RECORDS FOR THE EXERCISE below:
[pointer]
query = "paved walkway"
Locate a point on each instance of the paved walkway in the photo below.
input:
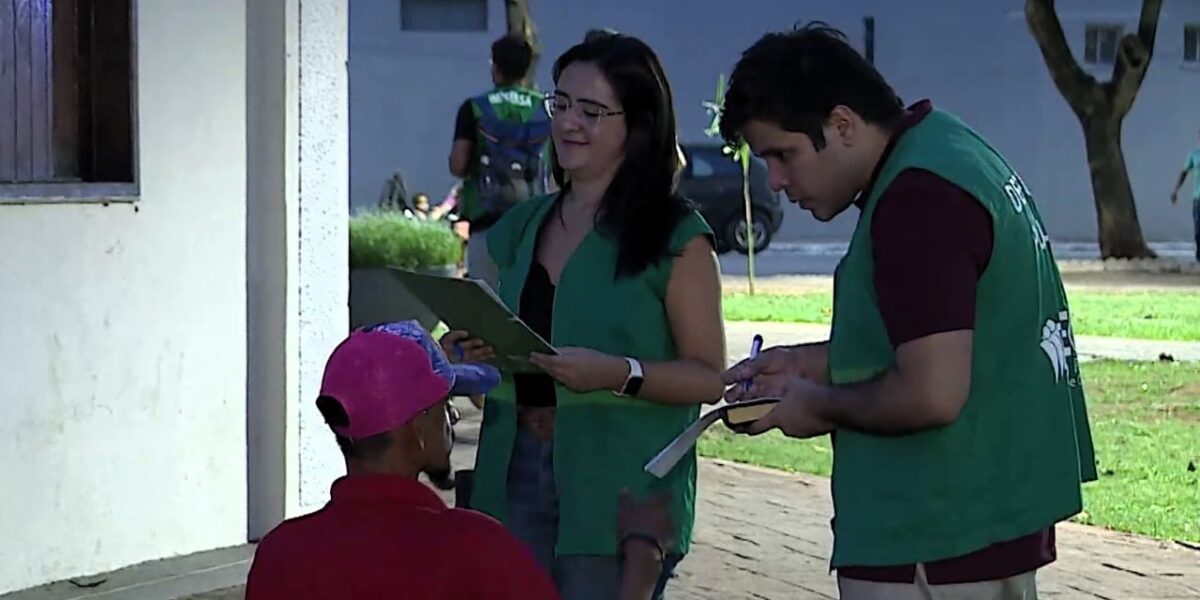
(765, 535)
(738, 335)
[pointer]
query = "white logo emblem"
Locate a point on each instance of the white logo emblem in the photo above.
(1056, 343)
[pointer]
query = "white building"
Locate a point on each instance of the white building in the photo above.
(173, 265)
(413, 61)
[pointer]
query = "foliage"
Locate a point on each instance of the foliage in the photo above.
(390, 239)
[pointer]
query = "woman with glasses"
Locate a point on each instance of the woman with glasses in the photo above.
(618, 273)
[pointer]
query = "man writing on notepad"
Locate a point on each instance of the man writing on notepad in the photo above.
(951, 379)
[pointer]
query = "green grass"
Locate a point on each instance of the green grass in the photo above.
(1137, 315)
(389, 239)
(1146, 429)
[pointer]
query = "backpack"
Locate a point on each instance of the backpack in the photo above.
(510, 167)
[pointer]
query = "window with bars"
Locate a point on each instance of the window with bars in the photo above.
(66, 99)
(1192, 43)
(1101, 43)
(443, 15)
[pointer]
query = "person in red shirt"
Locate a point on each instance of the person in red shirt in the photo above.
(384, 534)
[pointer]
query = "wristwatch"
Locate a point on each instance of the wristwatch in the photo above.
(634, 379)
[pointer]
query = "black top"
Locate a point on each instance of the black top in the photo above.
(465, 123)
(537, 311)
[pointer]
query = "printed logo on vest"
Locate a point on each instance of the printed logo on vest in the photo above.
(1059, 347)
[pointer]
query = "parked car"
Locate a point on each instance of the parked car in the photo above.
(713, 180)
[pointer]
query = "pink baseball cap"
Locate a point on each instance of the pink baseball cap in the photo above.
(381, 381)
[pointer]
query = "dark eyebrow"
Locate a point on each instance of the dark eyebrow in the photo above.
(772, 151)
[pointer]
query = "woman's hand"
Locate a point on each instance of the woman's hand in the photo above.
(582, 369)
(460, 347)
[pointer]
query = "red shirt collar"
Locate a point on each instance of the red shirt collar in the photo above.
(376, 487)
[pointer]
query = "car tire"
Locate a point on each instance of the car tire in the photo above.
(736, 233)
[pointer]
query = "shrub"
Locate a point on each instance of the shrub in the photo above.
(390, 239)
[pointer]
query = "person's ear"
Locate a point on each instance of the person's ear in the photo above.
(844, 124)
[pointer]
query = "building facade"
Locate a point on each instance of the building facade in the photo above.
(413, 61)
(174, 268)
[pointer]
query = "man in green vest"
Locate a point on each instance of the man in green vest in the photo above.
(499, 139)
(949, 383)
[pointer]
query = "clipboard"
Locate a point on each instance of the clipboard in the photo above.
(471, 305)
(732, 415)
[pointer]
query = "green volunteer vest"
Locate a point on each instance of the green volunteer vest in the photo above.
(1013, 461)
(511, 102)
(601, 441)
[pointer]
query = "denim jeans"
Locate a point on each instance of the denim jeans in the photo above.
(533, 519)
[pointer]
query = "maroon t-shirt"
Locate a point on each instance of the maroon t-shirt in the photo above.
(931, 241)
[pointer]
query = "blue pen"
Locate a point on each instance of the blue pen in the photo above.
(755, 348)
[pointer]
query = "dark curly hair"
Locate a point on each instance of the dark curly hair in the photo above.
(513, 57)
(641, 208)
(795, 78)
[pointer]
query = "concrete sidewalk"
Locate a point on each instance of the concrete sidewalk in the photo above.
(738, 335)
(760, 534)
(765, 535)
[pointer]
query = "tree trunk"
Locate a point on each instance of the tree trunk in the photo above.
(520, 22)
(1101, 108)
(1120, 232)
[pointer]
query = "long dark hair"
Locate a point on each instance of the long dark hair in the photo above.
(640, 209)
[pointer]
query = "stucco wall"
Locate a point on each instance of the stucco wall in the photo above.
(123, 349)
(324, 251)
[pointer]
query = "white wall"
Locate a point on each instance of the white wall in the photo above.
(123, 349)
(323, 269)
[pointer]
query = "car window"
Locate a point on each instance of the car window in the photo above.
(715, 165)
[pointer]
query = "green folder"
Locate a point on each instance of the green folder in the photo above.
(472, 306)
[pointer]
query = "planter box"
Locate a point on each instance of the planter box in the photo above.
(377, 297)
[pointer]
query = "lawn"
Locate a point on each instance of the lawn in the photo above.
(1138, 315)
(1146, 427)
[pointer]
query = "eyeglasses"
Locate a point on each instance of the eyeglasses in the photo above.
(559, 103)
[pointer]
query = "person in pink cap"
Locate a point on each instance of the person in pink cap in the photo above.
(383, 533)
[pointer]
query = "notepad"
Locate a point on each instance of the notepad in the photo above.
(733, 415)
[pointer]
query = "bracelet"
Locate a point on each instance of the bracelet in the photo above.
(643, 537)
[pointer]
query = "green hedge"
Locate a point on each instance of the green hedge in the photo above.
(390, 239)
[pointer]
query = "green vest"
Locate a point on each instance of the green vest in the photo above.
(1013, 461)
(511, 103)
(601, 441)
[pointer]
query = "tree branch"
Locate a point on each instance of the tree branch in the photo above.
(1133, 58)
(1075, 85)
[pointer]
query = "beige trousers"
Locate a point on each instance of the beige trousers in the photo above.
(1018, 587)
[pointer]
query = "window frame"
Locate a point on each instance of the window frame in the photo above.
(484, 5)
(99, 190)
(1192, 29)
(1099, 30)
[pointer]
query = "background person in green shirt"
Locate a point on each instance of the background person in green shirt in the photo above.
(949, 381)
(619, 274)
(1193, 167)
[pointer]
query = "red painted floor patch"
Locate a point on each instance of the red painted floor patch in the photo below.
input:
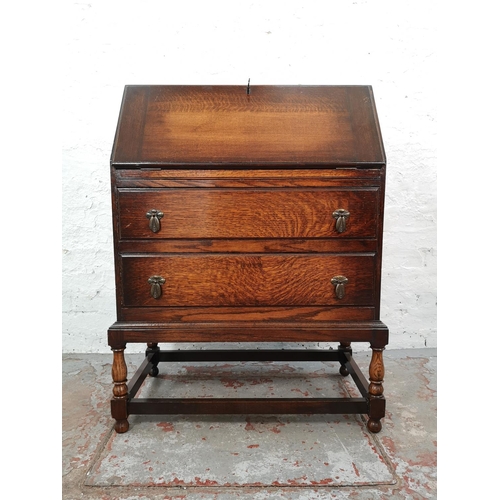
(239, 450)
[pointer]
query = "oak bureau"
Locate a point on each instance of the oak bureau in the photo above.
(248, 214)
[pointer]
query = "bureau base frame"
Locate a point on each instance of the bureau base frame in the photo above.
(125, 402)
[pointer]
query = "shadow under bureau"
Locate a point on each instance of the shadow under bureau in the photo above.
(248, 215)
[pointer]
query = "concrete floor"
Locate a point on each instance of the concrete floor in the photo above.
(227, 457)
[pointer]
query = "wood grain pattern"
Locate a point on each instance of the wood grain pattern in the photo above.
(245, 246)
(228, 213)
(274, 125)
(248, 280)
(245, 315)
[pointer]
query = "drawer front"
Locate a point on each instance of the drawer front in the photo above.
(238, 213)
(248, 280)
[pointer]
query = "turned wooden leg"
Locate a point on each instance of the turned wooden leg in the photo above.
(120, 390)
(344, 346)
(153, 347)
(376, 390)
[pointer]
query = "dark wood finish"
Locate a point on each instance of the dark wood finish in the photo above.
(224, 231)
(264, 213)
(219, 126)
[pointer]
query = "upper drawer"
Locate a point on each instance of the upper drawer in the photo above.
(238, 213)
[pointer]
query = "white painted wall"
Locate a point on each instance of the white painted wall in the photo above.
(388, 44)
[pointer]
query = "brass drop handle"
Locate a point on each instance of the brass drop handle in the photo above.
(156, 282)
(339, 283)
(341, 216)
(154, 217)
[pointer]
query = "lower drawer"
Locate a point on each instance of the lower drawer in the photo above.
(248, 280)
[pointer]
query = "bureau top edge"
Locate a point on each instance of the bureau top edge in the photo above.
(183, 126)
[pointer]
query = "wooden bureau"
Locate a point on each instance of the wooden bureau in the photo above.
(248, 214)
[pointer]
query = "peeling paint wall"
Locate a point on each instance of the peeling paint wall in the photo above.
(387, 44)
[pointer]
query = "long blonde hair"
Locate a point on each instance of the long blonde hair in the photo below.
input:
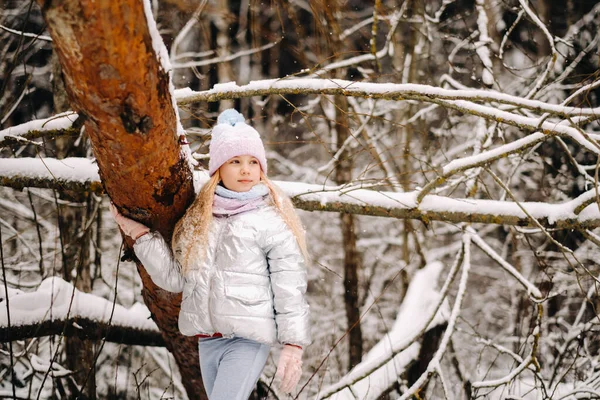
End of RECORDS FOR THE EXERCISE.
Please output the entire listing above verbatim and omit its images.

EXERCISE RESPONSE —
[pointer]
query = "paved walkway"
Locate a point on each instance of the paved walkway in the photo below.
input:
(765, 535)
(738, 335)
[pointer]
query = "white logo emblem"
Locate a point on each instance of the white logo emblem in the photo above.
(1056, 343)
[pointer]
query = "white building"
Locate a point on each instance of the white building in the photo above.
(173, 265)
(413, 61)
[pointer]
query = "foliage"
Locate a point on each instance of the foliage in the photo above.
(390, 239)
[pointer]
query = "woman with glasses"
Locate a point on each instance of the woman with glasses in the photo above.
(618, 273)
[pointer]
query = "man writing on notepad"
Locate a point on each instance of the man writing on notepad in the photo above.
(951, 379)
[pointer]
query = "green grass"
Locate a point on each instance of the green grass in the photo above.
(1137, 315)
(389, 239)
(1146, 429)
[pointer]
query = "backpack"
Locate a point on each instance of the backpack in the photo above.
(510, 167)
[pointer]
query = "window with bars"
Locate a point on each instance of the window with bars in the photo above.
(66, 99)
(1192, 43)
(1101, 43)
(443, 15)
[pointer]
query = "person in red shirt"
Locate a point on each instance of the person in red shirt in the photo above.
(384, 534)
[pointer]
query = "wristwatch"
Locate a point on each instance of the wristwatch in the photo above.
(634, 379)
[pointer]
query = "black top"
Locate a point on each instance of the black top in the photo above.
(465, 123)
(537, 311)
[pointer]
query = "printed logo on vest"
Locate a point on each instance of the printed logo on vest in the photo above.
(1059, 347)
[pointer]
query = "parked car"
Locate a point on each instance of the parked car in the photo above.
(713, 180)
[pointer]
query = "pink baseball cap"
Locate a point on each instance of the pink baseball cap in the photo above.
(381, 381)
[pointer]
query = "dark eyebrow"
Locate a point on each instance of the dark eyebrow in the photo above.
(772, 151)
[pointer]
query = "woman's hand"
Locate a point on each instance of the woman's hand in the photo above.
(582, 369)
(460, 347)
[pointer]
query = "red shirt collar"
Locate a point on each instance of the red shirt collar in the photo above.
(376, 487)
[pointer]
query = "car tire"
Locate a point on each instance of the car tire in the photo above.
(736, 233)
[pointer]
query = "shrub"
Locate a point on each instance of the shrub in the photo above.
(390, 239)
[pointer]
query = "person's ear"
Locate a point on each instance of the person's ear in the photo above.
(844, 124)
[pointer]
query = "building facade"
Locate a point on each instance of the building facade in the photo above.
(413, 61)
(174, 268)
[pointer]
query = "man in green vest"
Locate a point on each instance of the man in green vest in the photo above.
(499, 139)
(949, 383)
[pointer]
query = "clipboard"
Locate a point on each instance of the clipboard in the photo above.
(471, 305)
(732, 415)
[pointer]
query = "green volunteer vest"
Locate a point on each instance of the green volunteer vest in the photo above.
(1013, 461)
(511, 102)
(601, 441)
[pointer]
query = "denim jeans"
Locate a point on each instance of the denim jeans in the photo above.
(533, 519)
[pointer]
query = "maroon t-shirt"
Locate a point on each instance of the maroon t-shirt in the photo above.
(931, 241)
[pointer]
query = "blue pen"
Locate a point on each instance of the blue pen in the photo above.
(755, 348)
[pointer]
query = "dark curly hair"
Locate a point on each instance of the dark curly hair in the photo above.
(513, 57)
(641, 208)
(795, 78)
[pointer]
query = "concrete sidewalk"
Locate a point on each instance of the concrete sidewalk in the photo above.
(738, 335)
(760, 534)
(765, 535)
[pointer]
query = "tree trunk"
Locate a point on each instance of the tree trunk in the photo above.
(520, 22)
(1101, 108)
(1120, 232)
[pointer]
query = "long dark hair"
Locate a point on each instance of the long dark hair in the photo above.
(640, 209)
[pointer]
query = "stucco wall"
Locate a point on each instance of the stucco wall in the photo above.
(123, 349)
(324, 251)
[pointer]
query = "white wall"
Locate a point on each instance of the white wall in the photo above.
(123, 349)
(323, 269)
[pointer]
query = "car window"
Locate a point on each instance of the car window in the photo above.
(715, 165)
[pointer]
query = "green folder"
Locate a point on each instance of the green folder in the photo above.
(472, 306)
[pointer]
query = "planter box"
Locate a point on each instance of the planter box in the photo above.
(377, 297)
[pointer]
query = "lawn"
Locate a point on each instance of the lawn in the photo above.
(1138, 315)
(1146, 427)
[pointer]
query = "eyeglasses"
Locate a point on each instance of the eyeglasses in the photo above.
(559, 103)
[pointer]
query = "person in pink cap"
Locate a point on each instance of the person in pink cap in the photo above.
(383, 533)
[pointer]
query = "notepad"
Locate a point on each instance of the notepad in the photo above.
(733, 415)
[pointer]
query = "bracelet"
Locate a point on each instance of the bracelet in the photo above.
(643, 537)
[pointer]
query = "green hedge"
Locate a point on each instance of the green hedge in the photo above.
(390, 239)
[pointer]
query = "green vest"
Locate a point on each instance of the green vest in the photo above.
(1013, 461)
(511, 103)
(601, 441)
[pointer]
query = "tree branch"
Locate a point on each instance of the tree branch in the photo above.
(1133, 58)
(1075, 85)
[pointer]
query = "beige trousers"
Locate a point on each instance of the beige trousers in the photo above.
(1018, 587)
[pointer]
query = "window frame"
Locate a point on each instance of the window frame in the photo above.
(484, 5)
(99, 190)
(1192, 29)
(1099, 30)
[pointer]
query = "background person in green shirt"
Locate a point on each instance of the background person in green shirt in the photo above.
(949, 381)
(619, 274)
(1193, 167)
[pointer]
query = "red painted floor patch"
Locate a point on each instance of the red painted floor patch in the photo below.
input:
(239, 450)
[pointer]
query = "oak bureau"
Locate a point on each instance of the oak bureau in the photo above.
(248, 214)
[pointer]
query = "bureau base frame"
Locate a point on each instance of the bureau base frame in the photo above.
(125, 402)
[pointer]
query = "shadow under bureau"
Locate a point on each instance of the shadow under bureau in the photo above.
(248, 215)
[pointer]
query = "concrete floor"
Locate a point on each instance of the concrete floor in the photo above.
(227, 457)
[pointer]
query = "wood grain pattern"
Locate a point on each instance of the wood grain pattern in the photo above.
(245, 246)
(228, 213)
(274, 125)
(248, 280)
(245, 315)
[pointer]
query = "drawer front"
Locate a point on each instance of the drawer front in the photo above.
(238, 213)
(248, 280)
[pointer]
query = "turned wooden leg"
Locate a point on each instance of the turned wooden leg in the photo above.
(120, 390)
(344, 346)
(153, 347)
(376, 390)
[pointer]
query = "dark wood finish"
Locate a point on each instance of the dark wood finish in the photo above.
(224, 231)
(264, 213)
(219, 126)
[pointer]
query = "upper drawer"
Locate a point on each instance of the upper drawer in the photo above.
(238, 213)
[pointer]
query = "white painted wall"
Locate a point on each instance of the white painted wall in the photo above.
(388, 44)
[pointer]
query = "brass drop handle"
Locate a point on each instance of the brass drop handle in the photo above.
(156, 282)
(339, 283)
(341, 216)
(154, 217)
[pointer]
query = "lower drawer"
Locate a point on each instance of the lower drawer in the photo above.
(248, 280)
[pointer]
query = "bureau top edge"
Locate a point on each instance of the bureau top edge in the photo above.
(183, 126)
[pointer]
query = "wooden bureau"
Locate a point on each instance of the wooden bureau in the photo above.
(248, 214)
[pointer]
query = "peeling paint wall"
Locate a point on each instance of the peeling paint wall in the photo above.
(387, 44)
[pointer]
query = "long blonde hair"
Locate a point on each instance of the long blonde hair in the photo below.
input:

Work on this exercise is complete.